__Brief__. How many of the rows below contain the string "girl", counting only matches with the same case? Reply with the number alone.

--- START The records ---

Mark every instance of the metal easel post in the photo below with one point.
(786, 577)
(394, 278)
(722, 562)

--- END The records ---
--- START The records ---

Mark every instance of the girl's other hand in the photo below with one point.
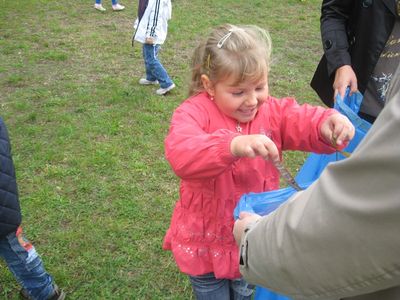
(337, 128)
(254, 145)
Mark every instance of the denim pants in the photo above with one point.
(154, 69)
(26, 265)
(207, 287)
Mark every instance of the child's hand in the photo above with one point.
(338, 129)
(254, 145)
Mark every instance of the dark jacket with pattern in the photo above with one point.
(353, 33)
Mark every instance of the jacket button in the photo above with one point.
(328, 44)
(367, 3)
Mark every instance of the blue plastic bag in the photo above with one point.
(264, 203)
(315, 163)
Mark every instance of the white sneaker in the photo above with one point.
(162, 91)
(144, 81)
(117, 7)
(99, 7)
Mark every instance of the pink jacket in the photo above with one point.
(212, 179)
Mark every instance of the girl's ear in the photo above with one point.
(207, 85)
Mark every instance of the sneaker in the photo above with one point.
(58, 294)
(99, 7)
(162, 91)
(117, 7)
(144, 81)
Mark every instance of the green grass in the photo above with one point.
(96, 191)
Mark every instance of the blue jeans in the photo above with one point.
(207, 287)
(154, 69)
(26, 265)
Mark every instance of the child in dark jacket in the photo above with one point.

--- END The records ---

__Solution for this task__. 2